• What this task involves
For the entries below, the result should be an exact transcription of the lines from the one with "[locate] hinge (one" up to and including the one with "[locate] military helicopter", and only those.
*** Data section
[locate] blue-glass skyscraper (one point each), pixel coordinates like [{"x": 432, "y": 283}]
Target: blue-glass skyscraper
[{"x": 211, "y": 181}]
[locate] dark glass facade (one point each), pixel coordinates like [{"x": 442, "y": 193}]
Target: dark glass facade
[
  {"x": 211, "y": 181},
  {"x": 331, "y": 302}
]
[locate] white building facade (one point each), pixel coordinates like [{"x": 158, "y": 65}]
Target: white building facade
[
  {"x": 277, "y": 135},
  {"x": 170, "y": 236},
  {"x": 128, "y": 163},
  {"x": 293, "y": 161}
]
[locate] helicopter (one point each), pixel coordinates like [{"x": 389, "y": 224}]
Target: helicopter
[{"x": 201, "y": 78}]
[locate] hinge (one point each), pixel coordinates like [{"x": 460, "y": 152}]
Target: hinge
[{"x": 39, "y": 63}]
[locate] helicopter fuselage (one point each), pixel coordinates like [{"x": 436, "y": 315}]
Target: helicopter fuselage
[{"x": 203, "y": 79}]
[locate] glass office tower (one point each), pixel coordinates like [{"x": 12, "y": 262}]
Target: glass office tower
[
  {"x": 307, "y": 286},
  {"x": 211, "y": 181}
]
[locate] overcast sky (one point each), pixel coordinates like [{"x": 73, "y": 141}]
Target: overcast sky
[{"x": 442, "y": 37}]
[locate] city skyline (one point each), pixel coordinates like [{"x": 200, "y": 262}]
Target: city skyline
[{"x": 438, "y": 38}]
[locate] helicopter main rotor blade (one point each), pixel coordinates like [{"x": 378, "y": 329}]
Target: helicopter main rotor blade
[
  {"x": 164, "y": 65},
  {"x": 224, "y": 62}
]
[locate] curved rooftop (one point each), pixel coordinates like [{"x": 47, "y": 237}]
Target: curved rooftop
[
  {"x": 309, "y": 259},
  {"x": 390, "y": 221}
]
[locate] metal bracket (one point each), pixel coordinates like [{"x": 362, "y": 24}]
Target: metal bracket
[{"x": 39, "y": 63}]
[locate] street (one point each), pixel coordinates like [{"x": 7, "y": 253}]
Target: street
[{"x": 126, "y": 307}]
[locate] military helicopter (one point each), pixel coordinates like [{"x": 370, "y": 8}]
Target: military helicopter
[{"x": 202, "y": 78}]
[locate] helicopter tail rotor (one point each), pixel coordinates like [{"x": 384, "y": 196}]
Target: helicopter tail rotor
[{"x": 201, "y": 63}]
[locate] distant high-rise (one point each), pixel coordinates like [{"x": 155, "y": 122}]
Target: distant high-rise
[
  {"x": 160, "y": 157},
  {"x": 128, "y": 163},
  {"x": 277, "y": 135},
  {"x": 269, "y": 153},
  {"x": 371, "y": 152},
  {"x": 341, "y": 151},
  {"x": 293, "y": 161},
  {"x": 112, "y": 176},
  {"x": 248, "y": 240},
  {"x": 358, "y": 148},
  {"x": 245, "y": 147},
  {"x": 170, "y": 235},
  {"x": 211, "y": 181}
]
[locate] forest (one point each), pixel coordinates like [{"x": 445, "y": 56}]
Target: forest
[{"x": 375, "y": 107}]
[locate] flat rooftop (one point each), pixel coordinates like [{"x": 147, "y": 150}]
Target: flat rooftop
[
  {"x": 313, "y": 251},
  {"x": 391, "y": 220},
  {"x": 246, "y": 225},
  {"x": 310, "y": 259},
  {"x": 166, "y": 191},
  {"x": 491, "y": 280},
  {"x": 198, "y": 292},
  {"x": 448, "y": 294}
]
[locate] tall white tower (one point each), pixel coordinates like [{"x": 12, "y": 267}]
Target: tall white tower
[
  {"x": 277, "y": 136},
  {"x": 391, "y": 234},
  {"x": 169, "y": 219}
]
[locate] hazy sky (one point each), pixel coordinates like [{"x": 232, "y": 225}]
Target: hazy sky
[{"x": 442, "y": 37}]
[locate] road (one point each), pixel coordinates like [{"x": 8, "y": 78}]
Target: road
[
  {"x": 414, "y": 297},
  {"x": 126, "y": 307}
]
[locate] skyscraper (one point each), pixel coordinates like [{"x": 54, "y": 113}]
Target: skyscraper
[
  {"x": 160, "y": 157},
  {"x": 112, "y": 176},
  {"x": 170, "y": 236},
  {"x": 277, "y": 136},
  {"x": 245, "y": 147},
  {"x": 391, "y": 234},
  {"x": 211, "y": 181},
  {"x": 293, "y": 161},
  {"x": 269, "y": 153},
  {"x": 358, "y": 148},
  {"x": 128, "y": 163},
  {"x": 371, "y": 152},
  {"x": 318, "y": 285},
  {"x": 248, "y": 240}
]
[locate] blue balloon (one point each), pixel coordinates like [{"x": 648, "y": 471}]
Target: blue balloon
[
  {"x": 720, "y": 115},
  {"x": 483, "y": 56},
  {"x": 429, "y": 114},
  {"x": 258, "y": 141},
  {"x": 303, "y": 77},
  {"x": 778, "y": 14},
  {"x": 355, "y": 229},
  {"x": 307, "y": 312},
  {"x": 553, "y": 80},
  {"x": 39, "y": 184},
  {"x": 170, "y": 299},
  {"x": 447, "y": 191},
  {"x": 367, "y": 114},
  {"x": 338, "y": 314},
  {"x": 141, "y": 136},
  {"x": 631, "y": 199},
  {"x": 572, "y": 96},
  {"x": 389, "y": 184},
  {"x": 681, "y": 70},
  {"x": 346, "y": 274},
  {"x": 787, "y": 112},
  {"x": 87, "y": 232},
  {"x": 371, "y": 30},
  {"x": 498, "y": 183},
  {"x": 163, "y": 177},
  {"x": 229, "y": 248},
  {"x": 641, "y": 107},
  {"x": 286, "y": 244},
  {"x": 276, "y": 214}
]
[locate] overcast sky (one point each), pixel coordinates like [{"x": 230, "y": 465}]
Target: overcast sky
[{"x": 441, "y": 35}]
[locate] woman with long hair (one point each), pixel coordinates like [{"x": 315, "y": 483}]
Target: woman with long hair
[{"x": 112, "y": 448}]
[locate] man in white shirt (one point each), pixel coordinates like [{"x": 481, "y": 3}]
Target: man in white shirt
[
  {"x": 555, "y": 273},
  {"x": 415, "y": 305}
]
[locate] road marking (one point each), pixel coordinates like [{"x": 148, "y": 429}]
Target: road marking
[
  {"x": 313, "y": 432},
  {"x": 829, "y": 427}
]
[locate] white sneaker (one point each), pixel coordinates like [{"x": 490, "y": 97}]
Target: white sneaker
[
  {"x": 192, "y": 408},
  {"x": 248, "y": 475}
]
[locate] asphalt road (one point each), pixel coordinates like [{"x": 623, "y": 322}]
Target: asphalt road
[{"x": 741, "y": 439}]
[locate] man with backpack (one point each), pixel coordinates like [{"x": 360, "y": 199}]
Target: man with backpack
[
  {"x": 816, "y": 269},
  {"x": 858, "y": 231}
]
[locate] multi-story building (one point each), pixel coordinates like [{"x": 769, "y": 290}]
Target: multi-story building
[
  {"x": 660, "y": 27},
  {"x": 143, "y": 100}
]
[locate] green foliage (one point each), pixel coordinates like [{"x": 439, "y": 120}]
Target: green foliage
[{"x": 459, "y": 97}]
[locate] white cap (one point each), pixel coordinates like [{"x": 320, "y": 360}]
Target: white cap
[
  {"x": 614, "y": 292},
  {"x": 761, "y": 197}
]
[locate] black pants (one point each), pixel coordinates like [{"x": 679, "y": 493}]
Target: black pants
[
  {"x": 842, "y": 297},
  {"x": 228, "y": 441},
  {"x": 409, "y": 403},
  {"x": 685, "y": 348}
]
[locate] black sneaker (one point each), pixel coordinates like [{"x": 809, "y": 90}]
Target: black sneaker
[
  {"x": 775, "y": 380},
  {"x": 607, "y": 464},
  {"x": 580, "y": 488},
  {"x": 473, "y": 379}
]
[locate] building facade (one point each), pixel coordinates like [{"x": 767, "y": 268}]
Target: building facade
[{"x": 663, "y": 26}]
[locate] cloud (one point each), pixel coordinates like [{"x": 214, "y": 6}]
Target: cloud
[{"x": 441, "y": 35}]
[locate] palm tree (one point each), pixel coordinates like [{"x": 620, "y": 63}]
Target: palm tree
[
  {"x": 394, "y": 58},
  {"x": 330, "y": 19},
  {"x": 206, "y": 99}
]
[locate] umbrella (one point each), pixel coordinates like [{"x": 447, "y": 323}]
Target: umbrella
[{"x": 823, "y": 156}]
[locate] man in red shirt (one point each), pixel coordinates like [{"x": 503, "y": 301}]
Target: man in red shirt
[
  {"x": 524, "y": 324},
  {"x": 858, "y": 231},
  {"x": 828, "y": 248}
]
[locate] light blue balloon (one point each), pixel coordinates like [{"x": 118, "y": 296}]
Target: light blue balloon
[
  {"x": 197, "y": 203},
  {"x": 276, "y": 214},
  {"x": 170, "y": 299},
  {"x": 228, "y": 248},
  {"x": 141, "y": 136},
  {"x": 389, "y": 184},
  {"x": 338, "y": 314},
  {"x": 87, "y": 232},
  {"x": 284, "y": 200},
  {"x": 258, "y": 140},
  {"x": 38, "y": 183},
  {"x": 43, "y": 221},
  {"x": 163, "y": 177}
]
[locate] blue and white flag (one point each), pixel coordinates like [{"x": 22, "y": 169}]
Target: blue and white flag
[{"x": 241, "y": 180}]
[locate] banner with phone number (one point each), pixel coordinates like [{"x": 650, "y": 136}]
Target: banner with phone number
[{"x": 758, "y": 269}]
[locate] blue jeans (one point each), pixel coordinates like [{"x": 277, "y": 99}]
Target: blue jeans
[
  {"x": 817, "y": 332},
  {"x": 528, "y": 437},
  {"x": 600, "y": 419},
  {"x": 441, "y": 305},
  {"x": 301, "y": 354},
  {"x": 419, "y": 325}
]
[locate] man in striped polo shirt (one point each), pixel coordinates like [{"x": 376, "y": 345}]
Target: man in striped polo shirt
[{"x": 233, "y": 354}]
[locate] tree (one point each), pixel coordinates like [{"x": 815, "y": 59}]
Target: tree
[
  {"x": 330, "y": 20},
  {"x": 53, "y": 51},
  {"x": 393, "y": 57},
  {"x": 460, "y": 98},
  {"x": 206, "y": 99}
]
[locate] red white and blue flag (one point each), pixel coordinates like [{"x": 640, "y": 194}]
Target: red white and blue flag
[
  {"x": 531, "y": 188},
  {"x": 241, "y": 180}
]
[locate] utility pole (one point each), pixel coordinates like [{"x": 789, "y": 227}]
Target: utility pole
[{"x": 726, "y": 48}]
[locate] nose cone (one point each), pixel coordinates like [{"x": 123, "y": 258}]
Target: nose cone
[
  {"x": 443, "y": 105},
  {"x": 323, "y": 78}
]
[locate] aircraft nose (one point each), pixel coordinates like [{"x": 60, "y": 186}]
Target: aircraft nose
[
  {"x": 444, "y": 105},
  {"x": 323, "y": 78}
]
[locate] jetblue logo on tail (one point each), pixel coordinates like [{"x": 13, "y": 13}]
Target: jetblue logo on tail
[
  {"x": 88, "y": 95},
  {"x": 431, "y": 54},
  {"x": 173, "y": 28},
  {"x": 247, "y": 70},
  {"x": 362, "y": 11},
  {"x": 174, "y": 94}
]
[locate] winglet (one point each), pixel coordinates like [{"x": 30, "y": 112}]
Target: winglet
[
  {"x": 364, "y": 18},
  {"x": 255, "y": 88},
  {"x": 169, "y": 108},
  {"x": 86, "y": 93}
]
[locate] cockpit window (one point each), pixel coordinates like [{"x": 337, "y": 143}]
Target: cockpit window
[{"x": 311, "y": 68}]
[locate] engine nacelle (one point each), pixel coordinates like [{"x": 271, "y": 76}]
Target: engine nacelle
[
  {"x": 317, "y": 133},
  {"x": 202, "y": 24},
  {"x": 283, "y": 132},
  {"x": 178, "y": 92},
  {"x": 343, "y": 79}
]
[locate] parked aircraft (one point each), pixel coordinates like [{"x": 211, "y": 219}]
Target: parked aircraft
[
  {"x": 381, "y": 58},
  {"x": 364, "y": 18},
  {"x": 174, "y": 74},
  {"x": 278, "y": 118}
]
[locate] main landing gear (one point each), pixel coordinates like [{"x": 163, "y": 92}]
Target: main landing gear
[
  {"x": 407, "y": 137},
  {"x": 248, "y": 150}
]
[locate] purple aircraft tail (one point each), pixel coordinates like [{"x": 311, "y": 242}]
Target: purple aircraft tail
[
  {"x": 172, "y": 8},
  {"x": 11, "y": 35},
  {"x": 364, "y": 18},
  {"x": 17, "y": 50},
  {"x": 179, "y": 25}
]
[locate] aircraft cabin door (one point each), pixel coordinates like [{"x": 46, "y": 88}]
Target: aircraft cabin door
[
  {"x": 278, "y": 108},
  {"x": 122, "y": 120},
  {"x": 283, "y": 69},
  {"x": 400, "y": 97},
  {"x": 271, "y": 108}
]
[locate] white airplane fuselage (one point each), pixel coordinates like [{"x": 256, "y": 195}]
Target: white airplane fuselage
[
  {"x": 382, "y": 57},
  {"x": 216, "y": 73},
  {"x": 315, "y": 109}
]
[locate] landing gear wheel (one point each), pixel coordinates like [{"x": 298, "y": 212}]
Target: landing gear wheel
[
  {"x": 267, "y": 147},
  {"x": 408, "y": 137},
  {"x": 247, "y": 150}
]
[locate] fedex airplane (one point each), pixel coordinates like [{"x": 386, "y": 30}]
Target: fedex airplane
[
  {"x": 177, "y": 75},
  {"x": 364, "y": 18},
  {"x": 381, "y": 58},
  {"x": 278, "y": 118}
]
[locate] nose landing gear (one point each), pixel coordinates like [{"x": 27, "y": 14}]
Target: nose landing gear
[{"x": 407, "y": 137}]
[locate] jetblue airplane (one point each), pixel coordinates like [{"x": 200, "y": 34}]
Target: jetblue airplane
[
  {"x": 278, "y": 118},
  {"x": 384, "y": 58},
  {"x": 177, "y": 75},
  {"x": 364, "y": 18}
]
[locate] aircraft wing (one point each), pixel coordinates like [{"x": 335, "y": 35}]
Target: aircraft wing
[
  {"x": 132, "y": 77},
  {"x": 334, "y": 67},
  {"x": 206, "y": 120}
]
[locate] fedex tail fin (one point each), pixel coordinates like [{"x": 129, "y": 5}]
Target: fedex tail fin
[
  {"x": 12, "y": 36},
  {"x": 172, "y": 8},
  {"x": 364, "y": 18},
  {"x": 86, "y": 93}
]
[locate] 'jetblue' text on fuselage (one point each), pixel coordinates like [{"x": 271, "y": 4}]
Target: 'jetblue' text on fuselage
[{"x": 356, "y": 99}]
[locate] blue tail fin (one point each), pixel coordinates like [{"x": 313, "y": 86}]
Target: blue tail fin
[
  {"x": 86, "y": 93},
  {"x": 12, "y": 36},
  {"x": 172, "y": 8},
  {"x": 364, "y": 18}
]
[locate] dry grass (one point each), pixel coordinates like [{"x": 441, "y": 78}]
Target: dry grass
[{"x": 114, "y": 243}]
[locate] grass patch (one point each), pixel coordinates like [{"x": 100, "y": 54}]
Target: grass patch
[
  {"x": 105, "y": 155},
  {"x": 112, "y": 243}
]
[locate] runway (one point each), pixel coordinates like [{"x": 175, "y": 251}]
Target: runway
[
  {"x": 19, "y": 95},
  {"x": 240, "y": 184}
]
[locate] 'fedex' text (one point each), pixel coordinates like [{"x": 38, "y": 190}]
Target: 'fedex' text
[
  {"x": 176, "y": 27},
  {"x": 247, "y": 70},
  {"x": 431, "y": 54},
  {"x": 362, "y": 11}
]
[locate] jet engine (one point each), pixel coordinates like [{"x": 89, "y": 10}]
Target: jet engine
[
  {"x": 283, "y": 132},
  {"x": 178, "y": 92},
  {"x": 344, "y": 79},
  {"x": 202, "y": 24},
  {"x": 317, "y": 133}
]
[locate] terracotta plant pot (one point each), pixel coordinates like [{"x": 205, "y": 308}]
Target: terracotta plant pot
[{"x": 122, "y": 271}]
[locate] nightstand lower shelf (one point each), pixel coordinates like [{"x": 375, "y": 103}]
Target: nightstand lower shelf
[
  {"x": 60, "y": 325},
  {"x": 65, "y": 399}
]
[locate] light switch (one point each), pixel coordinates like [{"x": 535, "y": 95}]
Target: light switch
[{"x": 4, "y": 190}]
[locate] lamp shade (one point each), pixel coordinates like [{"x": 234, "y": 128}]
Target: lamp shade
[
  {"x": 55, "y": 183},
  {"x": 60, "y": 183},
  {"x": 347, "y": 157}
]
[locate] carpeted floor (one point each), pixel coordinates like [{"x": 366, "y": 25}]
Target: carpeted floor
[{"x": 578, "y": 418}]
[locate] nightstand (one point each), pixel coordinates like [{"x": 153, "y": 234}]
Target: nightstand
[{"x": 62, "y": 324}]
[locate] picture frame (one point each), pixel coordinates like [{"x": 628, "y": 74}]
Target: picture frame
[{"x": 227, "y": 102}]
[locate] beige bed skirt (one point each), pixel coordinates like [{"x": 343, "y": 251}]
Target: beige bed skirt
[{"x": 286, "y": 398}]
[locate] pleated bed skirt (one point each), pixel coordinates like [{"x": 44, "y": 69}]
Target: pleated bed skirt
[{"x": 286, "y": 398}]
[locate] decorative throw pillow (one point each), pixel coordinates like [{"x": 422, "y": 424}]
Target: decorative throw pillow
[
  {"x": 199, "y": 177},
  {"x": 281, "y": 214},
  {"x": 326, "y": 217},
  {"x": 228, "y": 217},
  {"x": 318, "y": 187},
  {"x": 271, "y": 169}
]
******
• Output for this task
[locate] hinge (one point each), pixel coordinates like [{"x": 460, "y": 152}]
Target: hinge
[{"x": 39, "y": 63}]
[locate] helicopter fuselage (one point each), pixel coordinates like [{"x": 436, "y": 315}]
Target: helicopter fuselage
[{"x": 203, "y": 79}]
[locate] glass office tower (one point each), pixel coordinates like [{"x": 12, "y": 262}]
Target: glass office tower
[
  {"x": 307, "y": 286},
  {"x": 211, "y": 181}
]
[locate] overcast sky (one point each), pixel coordinates like [{"x": 73, "y": 141}]
Target: overcast sky
[{"x": 442, "y": 37}]
[locate] city skyline (one point each), pixel coordinates like [{"x": 200, "y": 262}]
Target: city skyline
[{"x": 438, "y": 38}]
[locate] helicopter main rotor blade (one point each), pixel coordinates like [{"x": 378, "y": 329}]
Target: helicopter main rotor blade
[
  {"x": 164, "y": 65},
  {"x": 224, "y": 62}
]
[locate] curved rooftop (one point each), pixel coordinates like [{"x": 47, "y": 237}]
Target: curved rooftop
[
  {"x": 309, "y": 259},
  {"x": 390, "y": 221}
]
[locate] metal bracket (one point each), pixel coordinates like [{"x": 362, "y": 24}]
Target: metal bracket
[{"x": 39, "y": 63}]
[locate] street (one point each), pixel coordinates like [{"x": 7, "y": 253}]
Target: street
[{"x": 126, "y": 307}]
[locate] military helicopter (one point each), pixel coordinates like [{"x": 370, "y": 8}]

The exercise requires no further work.